=== ПРИВЕДЁННЫЙ ОТРЫВОК ===

Зеркало зазеркалья. Песни Владимира Музыкантова

Опубликовано: 16 апреля 2008 г.
Рубрики:
Владимир Музыкантов. Лондон, декабрь 2006 г.

Это сейчас "тоска пустая" для меня — вовсе не пустое сочетание случайно подобранных слов, а классическая выверенность "Опуса №86". Это сейчас "Кипрский набросок" кажется напевом погрустневших небес — когда-то он известен не был. Но на очередном слете авторской песни услышала новое для себя имя: Владимир Музыкантов. Говорили, то ли еще не приехал, то ли на конкретный момент уже уехал: непогода. Потом, в тепличных домашних условиях, я поставила его диск "Зеркало", приобретенный в лесу на свежем воздухе — и, услышав "Всемирную историю", погибла практически сразу. Это был прозрачный мажор, изысканные мелодические ходы и совершенно восхитительный текст: "Пока не кончена всемирная история / После атак войска отходят на привал./ Одна любовь не принимает моратория / И поражает, как и прежде, наповал..." Прошло некоторое время — имя материализовалось в облик симпатичного худого бородача в очках, вполне соответствующего ипостаси ученого (уже знала: кардиолог-биохимик, занимается областью до того таинственной и возвышенной, что назвать — и то задача: изучение направленного действия лекарств в кровотоке. Надеюсь, что не перевираю...) Певчий кардиолог хранил благородную сдержанность, чувствовалась некая дистанция, не позволяющая вот так сразу сесть на бревнышко у костра, чокнуться пластиковыми стаканчиками и враз перейти на неформальное "ты". Но и потребности такой вроде не ощущалось — видимо, не зря спрошено божественным московским муравьем "Зачем мы перешли на "ты"..."

А потом, на вечернем концерте, неистовый московский дуэт "Мастер Гриша" в двух царственных лицах (Борис Кинер — Михаил Цитриняк) сразил аудиторию совершенно бесстыжим и хулиганским "Рецептом III" того же рафинированного Музыкантова... И не удивляясь метаморфозе, те же зрители окоченели от стылого ужаса, когда автор начал свою новую, медленную и страшную, как пульсация блокадного метронома, песню с рефреном-пророчеством: "Скоро, скоро, скоро будет все не так..." — похожую на отзвук ухающей пустоты над мертвой землей.

Человек продолжал появляться на слетах — но, что называется, без крупной вывески: две, максимум три песни в вечернем концерте — а потом решительный уход в неформальное общение. Было очевидно, что впечатление, производимое на других, явно не режиссируется. Из интересного удалось узнать, что его фамилия, более похожая на псевдоним, есть перевод фамилии предка-армянина, вынужденно русифицированная. Настоящая звучала как Сазандарьян и переводилась восхитительно: "бродячий музыкант". Объяснение творческой жажды потомка показалось логичным — хотя понятно, что случайности возможны.

=== ИЗВЛЕЧЁННЫЕ ДАННЫЕ ===

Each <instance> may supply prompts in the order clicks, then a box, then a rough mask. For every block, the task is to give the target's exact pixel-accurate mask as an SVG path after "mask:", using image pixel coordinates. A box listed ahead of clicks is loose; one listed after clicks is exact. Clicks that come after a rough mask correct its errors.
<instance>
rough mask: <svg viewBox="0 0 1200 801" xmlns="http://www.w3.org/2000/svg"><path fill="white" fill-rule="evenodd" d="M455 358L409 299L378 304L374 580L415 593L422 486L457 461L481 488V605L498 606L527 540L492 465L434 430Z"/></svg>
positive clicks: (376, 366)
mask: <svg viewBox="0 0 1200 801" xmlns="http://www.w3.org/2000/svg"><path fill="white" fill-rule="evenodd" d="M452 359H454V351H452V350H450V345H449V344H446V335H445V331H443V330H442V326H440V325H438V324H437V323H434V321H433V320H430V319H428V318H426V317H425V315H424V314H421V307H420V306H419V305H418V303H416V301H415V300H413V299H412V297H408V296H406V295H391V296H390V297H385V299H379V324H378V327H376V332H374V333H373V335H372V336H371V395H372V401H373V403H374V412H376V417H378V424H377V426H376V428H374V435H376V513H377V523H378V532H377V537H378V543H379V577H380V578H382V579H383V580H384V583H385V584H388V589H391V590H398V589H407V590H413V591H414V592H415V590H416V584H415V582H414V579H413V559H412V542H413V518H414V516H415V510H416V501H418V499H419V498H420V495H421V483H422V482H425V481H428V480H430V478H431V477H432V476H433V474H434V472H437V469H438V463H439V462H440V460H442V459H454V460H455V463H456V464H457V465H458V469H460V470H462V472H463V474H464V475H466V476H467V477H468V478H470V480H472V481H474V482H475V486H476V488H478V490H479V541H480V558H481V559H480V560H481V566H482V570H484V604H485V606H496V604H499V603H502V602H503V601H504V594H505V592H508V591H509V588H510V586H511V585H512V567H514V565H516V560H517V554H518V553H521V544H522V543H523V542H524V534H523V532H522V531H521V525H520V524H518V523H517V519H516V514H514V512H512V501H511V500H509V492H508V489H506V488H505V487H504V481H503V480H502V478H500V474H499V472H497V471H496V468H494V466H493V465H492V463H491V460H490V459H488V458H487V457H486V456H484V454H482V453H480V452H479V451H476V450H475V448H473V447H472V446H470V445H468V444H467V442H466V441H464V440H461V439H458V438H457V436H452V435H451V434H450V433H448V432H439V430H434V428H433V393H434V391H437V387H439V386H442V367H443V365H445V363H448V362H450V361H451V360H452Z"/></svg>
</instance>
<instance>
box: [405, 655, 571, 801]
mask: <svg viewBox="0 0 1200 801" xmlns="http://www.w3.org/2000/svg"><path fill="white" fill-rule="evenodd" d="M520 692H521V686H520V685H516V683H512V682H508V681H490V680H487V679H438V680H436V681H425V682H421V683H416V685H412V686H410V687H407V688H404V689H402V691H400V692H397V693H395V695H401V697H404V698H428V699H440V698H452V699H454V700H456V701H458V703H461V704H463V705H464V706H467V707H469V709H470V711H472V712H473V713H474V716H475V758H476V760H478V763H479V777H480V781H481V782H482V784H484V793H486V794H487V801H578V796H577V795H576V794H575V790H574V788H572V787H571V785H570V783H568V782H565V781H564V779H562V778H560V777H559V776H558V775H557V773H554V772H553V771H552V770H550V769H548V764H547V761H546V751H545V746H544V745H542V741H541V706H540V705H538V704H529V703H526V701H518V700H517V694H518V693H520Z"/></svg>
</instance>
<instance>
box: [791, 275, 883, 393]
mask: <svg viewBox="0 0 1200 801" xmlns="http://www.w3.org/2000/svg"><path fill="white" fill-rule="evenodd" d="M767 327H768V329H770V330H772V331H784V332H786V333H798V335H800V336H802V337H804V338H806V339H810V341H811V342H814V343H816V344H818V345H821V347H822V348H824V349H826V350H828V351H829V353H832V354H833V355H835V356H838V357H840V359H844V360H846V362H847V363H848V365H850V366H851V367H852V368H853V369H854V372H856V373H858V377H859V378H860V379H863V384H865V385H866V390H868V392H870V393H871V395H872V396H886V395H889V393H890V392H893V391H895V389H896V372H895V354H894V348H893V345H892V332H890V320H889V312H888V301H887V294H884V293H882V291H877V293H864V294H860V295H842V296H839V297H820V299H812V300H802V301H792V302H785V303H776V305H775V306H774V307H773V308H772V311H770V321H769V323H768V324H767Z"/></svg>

===

УСЛОВИЕ ЗАДАНИЯ: Напечатайте без изменений фрагмент статьи о песнях Владимира Музыкантова, начиная со слов «Человек продолжал появляться» и далее вплоть до слов «что случайности возможны.».

ОТВЕТ:
Человек продолжал появляться на слетах — но, что называется, без крупной вывески: две, максимум три песни в вечернем концерте — а потом решительный уход в неформальное общение. Было очевидно, что впечатление, производимое на других, явно не режиссируется. Из интересного удалось узнать, что его фамилия, более похожая на псевдоним, есть перевод фамилии предка-армянина, вынужденно русифицированная. Настоящая звучала как Сазандарьян и переводилась восхитительно: "бродячий музыкант". Объяснение творческой жажды потомка показалось логичным — хотя понятно, что случайности возможны.